> **WORK ITEM**
Output the records below again, precisely as they are written.

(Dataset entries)
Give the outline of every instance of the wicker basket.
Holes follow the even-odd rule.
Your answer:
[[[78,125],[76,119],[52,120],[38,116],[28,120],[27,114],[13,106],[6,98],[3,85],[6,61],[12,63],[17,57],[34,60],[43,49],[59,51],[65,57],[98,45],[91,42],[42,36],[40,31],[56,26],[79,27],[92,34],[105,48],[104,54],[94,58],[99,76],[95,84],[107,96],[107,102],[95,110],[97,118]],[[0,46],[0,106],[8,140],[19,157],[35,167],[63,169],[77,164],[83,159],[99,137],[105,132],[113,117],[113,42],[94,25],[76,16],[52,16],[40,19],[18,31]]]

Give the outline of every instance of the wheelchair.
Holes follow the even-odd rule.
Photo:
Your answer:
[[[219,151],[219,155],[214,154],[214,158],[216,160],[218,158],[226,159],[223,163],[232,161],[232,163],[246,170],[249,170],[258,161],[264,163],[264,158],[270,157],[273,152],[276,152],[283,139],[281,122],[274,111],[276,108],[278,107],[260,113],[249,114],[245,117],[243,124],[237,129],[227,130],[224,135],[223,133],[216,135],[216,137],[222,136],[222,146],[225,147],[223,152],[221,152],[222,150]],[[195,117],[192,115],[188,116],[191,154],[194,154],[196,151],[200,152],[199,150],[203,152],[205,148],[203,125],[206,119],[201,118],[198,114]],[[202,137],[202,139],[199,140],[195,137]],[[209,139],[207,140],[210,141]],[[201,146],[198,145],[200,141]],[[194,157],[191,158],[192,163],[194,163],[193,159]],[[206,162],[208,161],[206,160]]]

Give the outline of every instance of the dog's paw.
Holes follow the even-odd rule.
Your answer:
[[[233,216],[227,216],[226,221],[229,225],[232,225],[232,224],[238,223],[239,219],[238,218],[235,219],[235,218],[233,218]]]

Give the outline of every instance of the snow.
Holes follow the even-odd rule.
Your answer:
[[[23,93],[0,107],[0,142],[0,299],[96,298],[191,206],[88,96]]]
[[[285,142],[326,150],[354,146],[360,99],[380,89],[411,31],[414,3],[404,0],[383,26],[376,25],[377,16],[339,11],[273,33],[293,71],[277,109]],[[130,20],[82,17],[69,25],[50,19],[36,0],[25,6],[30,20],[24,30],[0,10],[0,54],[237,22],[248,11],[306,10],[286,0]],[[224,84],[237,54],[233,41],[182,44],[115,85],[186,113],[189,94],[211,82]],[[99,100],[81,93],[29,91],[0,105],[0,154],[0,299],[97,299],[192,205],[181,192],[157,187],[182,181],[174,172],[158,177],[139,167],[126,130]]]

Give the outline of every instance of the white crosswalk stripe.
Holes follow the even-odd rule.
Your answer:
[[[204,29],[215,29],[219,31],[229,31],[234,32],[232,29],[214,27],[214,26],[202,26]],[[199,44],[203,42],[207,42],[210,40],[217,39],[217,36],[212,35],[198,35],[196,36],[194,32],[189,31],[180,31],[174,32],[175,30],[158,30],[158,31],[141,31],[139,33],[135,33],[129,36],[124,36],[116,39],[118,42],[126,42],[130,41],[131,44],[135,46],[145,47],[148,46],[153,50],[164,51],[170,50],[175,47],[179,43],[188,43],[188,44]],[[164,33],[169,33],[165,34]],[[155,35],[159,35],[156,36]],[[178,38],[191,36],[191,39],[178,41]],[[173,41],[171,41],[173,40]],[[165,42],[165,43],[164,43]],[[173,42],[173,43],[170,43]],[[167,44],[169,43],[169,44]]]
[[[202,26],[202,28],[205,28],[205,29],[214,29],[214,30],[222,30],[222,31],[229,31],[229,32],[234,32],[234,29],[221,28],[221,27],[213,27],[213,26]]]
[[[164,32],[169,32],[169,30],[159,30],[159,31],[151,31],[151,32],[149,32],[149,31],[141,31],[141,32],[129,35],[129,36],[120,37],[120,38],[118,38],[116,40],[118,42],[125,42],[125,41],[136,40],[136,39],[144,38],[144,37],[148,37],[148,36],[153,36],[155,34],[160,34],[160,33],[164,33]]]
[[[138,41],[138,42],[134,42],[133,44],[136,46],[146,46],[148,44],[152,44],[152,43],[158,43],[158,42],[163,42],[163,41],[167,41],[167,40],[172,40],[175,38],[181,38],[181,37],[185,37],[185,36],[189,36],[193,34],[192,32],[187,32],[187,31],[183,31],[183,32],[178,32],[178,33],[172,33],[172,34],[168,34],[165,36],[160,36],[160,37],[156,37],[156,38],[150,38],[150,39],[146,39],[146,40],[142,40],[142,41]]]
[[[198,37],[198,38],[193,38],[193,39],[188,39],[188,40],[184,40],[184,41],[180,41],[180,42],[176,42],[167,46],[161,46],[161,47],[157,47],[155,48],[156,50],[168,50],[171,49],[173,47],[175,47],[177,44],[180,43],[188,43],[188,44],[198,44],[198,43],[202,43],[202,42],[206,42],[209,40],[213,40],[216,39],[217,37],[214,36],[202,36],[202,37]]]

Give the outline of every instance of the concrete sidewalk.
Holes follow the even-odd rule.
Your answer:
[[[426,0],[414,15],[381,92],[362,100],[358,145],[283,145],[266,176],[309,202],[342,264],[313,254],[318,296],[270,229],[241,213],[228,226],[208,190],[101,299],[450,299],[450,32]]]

> **SOLUTION FOR THIS TASK**
Give the outline of every instance of the wicker basket.
Holes follow the even-odd rule.
Your answer:
[[[78,125],[76,119],[52,120],[38,116],[28,120],[27,114],[13,106],[6,98],[3,85],[6,61],[12,63],[17,57],[34,60],[43,49],[59,51],[65,57],[98,45],[91,42],[42,36],[40,31],[56,26],[79,27],[92,34],[105,48],[104,54],[94,58],[99,76],[95,84],[107,96],[107,102],[95,110],[97,118]],[[0,46],[0,106],[8,140],[19,157],[35,167],[63,169],[77,164],[83,159],[99,137],[105,132],[113,117],[113,42],[94,25],[76,16],[52,16],[40,19],[18,31]]]

Give the outline of every instance of the wheelchair.
Holes follow the even-odd rule.
Photo:
Your answer:
[[[219,151],[219,155],[214,154],[214,158],[216,160],[218,158],[226,159],[223,163],[232,161],[232,163],[246,170],[249,170],[258,161],[264,163],[264,158],[270,157],[273,152],[276,152],[283,139],[281,122],[274,111],[276,108],[278,107],[260,113],[249,114],[245,117],[243,124],[237,129],[227,130],[224,135],[223,133],[216,135],[216,137],[222,136],[222,146],[225,147],[223,152],[221,152],[222,150]],[[195,117],[192,115],[188,116],[191,154],[194,154],[196,151],[200,152],[199,150],[203,152],[205,148],[203,125],[206,119],[201,118],[198,114]],[[202,137],[202,139],[199,140],[195,137]],[[209,139],[207,140],[210,141]],[[201,146],[198,145],[200,141]],[[194,157],[191,158],[192,163],[194,163],[193,159]],[[206,162],[208,161],[206,160]]]

Give the outline of every instance of the dog's paw.
Holes follow the even-odd rule.
Your answer:
[[[233,216],[227,216],[226,221],[229,225],[232,225],[232,224],[238,223],[239,219],[238,218],[235,219],[235,218],[233,218]]]

Give the outline of every instance of the snow.
Holes follow the even-odd rule.
Your answer:
[[[23,93],[0,107],[0,142],[0,299],[96,298],[191,206],[88,96]]]
[[[285,142],[326,150],[354,146],[360,99],[380,89],[411,31],[414,3],[404,0],[383,26],[376,25],[377,16],[339,11],[273,33],[293,71],[277,109]],[[130,20],[82,17],[69,25],[50,19],[36,0],[25,6],[30,20],[24,30],[0,10],[0,54],[237,22],[248,11],[306,10],[286,0]],[[224,84],[237,54],[233,41],[182,44],[115,85],[186,113],[189,94],[211,82]],[[99,100],[81,93],[29,91],[0,105],[0,154],[0,299],[97,299],[192,205],[181,192],[157,187],[182,181],[174,172],[158,177],[139,167],[126,130]]]

Give the outline of every instance of the white crosswalk stripe.
Holes follow the even-odd rule.
Your answer:
[[[204,29],[215,29],[219,31],[229,31],[234,32],[232,29],[214,27],[214,26],[202,26]],[[199,44],[203,42],[207,42],[210,40],[217,39],[217,36],[212,35],[198,35],[196,36],[194,32],[189,31],[180,31],[174,32],[175,30],[158,30],[158,31],[141,31],[139,33],[135,33],[129,36],[124,36],[116,39],[118,42],[126,42],[130,41],[131,44],[135,46],[145,47],[148,46],[153,50],[164,51],[170,50],[175,47],[179,43],[188,43],[188,44]],[[164,33],[169,33],[165,34]],[[155,35],[159,35],[156,36]],[[178,38],[191,36],[191,39],[178,41]],[[173,41],[171,41],[173,40]],[[165,42],[165,43],[164,43]],[[173,42],[173,43],[170,43]],[[167,44],[169,43],[169,44]]]
[[[202,26],[202,28],[205,28],[205,29],[214,29],[214,30],[222,30],[222,31],[229,31],[229,32],[234,32],[234,29],[221,28],[221,27],[213,27],[213,26]]]
[[[164,32],[169,32],[169,30],[159,30],[159,31],[151,31],[151,32],[149,32],[149,31],[141,31],[141,32],[129,35],[129,36],[120,37],[120,38],[118,38],[116,40],[118,42],[125,42],[125,41],[136,40],[136,39],[144,38],[144,37],[148,37],[148,36],[153,36],[155,34],[160,34],[160,33],[164,33]]]
[[[138,41],[138,42],[134,42],[133,44],[136,46],[146,46],[148,44],[152,44],[152,43],[158,43],[158,42],[163,42],[163,41],[167,41],[167,40],[172,40],[175,38],[181,38],[181,37],[185,37],[185,36],[189,36],[193,34],[192,32],[187,32],[187,31],[183,31],[183,32],[178,32],[178,33],[172,33],[172,34],[168,34],[165,36],[160,36],[160,37],[156,37],[156,38],[150,38],[150,39],[146,39],[146,40],[142,40],[142,41]]]
[[[198,37],[198,38],[193,38],[193,39],[188,39],[188,40],[184,40],[184,41],[180,41],[180,42],[176,42],[167,46],[161,46],[161,47],[157,47],[155,48],[156,50],[168,50],[171,49],[173,47],[175,47],[177,44],[180,43],[188,43],[188,44],[198,44],[198,43],[202,43],[202,42],[206,42],[209,40],[213,40],[216,39],[217,37],[214,36],[202,36],[202,37]]]

Give the outline of every instance of the concrete sidewalk.
Holes follow the even-odd rule.
Your answer:
[[[426,0],[414,15],[381,92],[362,100],[358,145],[283,145],[266,176],[309,202],[342,264],[313,254],[318,296],[270,229],[241,213],[228,226],[208,190],[101,299],[450,299],[450,32]]]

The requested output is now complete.